Adjusting the Radiant Floor Manifold
Hello Everyone,
I live in a Rummer in Oak Hills. I was wondering if anyone could answer the below question pertaining to the radiant heating system.
I am trying to balance my heating system a little better using the adjustments on the manifold valves. I can't remember exactly how to do it or if there are any tricks to shorten the test cycle of which valves go to which rooms (my valves were never labeled).
Has anyone ever swapped out a different adjustment valves for the heating system?
Thanks in advance
MM
I sure wish we knew how!! A few years ago when we had the annual furnace check we had the repairman adjust the valves. Since then we have NO heat in 3 of the bedrooms. Last year we requested some heat, please, in those rooms. The serviceman just said that in these Rummer houses sooner or later the heat no longer goes to rooms far from the furnace. I can't believe this. Any help out there?
RC and MC
Hi MM,
We have the same issue with two of our rooms and we have had multiple service people come out and give multiple solutions. The best solution we found was from Larry & Chuck's Heating Inc (503) 232-5747. They were referred to us by a friend of a friend who had work done and were happy with the results. I had a long conversation with them and they seem very confident about balancing the Rummer heating system. That said, we have not yet enlisted their services, so I can't speak from experience.
TS
Hello all,
My wife and I are new to this list, but we've owned our Rummer (near vista Brook) for 16 years. Our neighbor had his house custom built by Bob Rummer, in '68, and has taught me a lot.
For starters, some of you may not know exactly how the little manifold valves work. They go from completely on to completely off with only a 90 DEGREE turn. When the slot in the adjusting screw is PERPENDICULAR to the little cross pipe it is mounted on, the valve is OFF (that room gets little or no hot water). When the slot is PARALLEL to the little cross pipe it is on, the valve is fully OPEN (that room gets full circulation) See the attached picture.
((((((((((( Rummer Floor Valves.jpg (142KB) View Image ))))))))))))))
Adjusting each valve requires two tools - an adjustable wrench (10" or 12" is best) and a large standard screw driver. It's like adjusting the valve clearance on an older car, for those of us who remember -- you'll wish you had three hands ! Use the adjustable wrench to turn the large hex "collar nut" counter clockwise about 1/4 to 1/2 turn. Some water will weep out slowly, so have an old towel handy. Once the collar nut is loosened, use the large screw driver to turn the center screw, WHILE HOLDING THE COLLAR NUT WITH THE WRENCH. Then, tighten the collar nut, while ending up with the slot of the screw in the desired position. It takes a little fiddling to accomplish, and sometimes a few tries...
The valves can become stuck and very difficult (or impossible) to turn. Do not force them, the brass "ears" that form the slot for a screw driver can easily be broken, rendering the valve useless. The only solution for freeing stuck valves is to depressurize/drain the system - take them completely apart, soak them in solvent, and reassemble them. I now do this every couple of years to keep them working properly.

────

## [PROBLEMS TO WORK ON]
**1.** Repeat the portion of the radiant floor manifold thread that begins at the words "((((((((((( Rummer Floor" and stops after "a few tries...".
**2.** According to the radiant floor manifold thread, how far must the adjusting screw of a manifold valve be turned to move it from completely on to completely off?

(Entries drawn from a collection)
────

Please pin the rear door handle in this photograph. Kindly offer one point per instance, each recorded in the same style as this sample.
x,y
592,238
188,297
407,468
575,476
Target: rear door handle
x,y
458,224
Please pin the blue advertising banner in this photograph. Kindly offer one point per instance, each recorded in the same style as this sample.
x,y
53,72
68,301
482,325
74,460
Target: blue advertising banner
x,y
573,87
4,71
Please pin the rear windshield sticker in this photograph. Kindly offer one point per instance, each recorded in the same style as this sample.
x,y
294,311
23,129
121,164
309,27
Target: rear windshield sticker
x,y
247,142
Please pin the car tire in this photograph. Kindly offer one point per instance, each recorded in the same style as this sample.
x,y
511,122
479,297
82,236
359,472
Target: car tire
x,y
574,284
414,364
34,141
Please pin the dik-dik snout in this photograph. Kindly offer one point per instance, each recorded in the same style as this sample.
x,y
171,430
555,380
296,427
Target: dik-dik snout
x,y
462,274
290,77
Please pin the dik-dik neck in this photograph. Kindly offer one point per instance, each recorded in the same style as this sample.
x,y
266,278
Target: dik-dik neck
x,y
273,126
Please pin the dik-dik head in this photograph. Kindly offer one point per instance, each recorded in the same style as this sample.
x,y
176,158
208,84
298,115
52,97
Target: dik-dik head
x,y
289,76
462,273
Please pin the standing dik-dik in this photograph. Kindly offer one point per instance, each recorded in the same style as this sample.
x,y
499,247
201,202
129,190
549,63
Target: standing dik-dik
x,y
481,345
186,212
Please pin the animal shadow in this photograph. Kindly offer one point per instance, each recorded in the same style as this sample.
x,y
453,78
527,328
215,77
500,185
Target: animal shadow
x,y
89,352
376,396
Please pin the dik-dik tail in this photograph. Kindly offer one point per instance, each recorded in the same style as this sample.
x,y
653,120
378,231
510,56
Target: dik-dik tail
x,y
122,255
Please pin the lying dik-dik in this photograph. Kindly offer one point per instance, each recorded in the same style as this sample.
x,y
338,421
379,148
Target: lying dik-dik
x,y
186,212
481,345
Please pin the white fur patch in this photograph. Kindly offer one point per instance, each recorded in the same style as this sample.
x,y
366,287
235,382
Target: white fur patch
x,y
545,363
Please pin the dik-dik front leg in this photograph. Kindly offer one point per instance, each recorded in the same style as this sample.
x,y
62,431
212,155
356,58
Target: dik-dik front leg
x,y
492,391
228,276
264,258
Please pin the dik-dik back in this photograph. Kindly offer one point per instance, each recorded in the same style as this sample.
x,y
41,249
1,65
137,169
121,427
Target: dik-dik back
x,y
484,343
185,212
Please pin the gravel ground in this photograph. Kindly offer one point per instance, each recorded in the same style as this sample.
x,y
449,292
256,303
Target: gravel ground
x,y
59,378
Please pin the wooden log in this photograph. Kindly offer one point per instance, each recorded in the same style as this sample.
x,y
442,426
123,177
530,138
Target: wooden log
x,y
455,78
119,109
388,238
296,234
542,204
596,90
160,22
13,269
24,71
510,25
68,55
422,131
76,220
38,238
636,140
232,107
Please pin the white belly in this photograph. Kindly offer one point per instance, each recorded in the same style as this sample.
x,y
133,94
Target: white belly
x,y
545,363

────

## [ANSWERS TO THE PROBLEMS]
**1.**
((((((((((( Rummer Floor Valves.jpg (142KB) View Image ))))))))))))))
Adjusting each valve requires two tools - an adjustable wrench (10" or 12" is best) and a large standard screw driver. It's like adjusting the valve clearance on an older car, for those of us who remember -- you'll wish you had three hands ! Use the adjustable wrench to turn the large hex "collar nut" counter clockwise about 1/4 to 1/2 turn. Some water will weep out slowly, so have an old towel handy. Once the collar nut is loosened, use the large screw driver to turn the center screw, WHILE HOLDING THE COLLAR NUT WITH THE WRENCH. Then, tighten the collar nut, while ending up with the slot of the screw in the desired position. It takes a little fiddling to accomplish, and sometimes a few tries...

**2.** A 90-degree turn.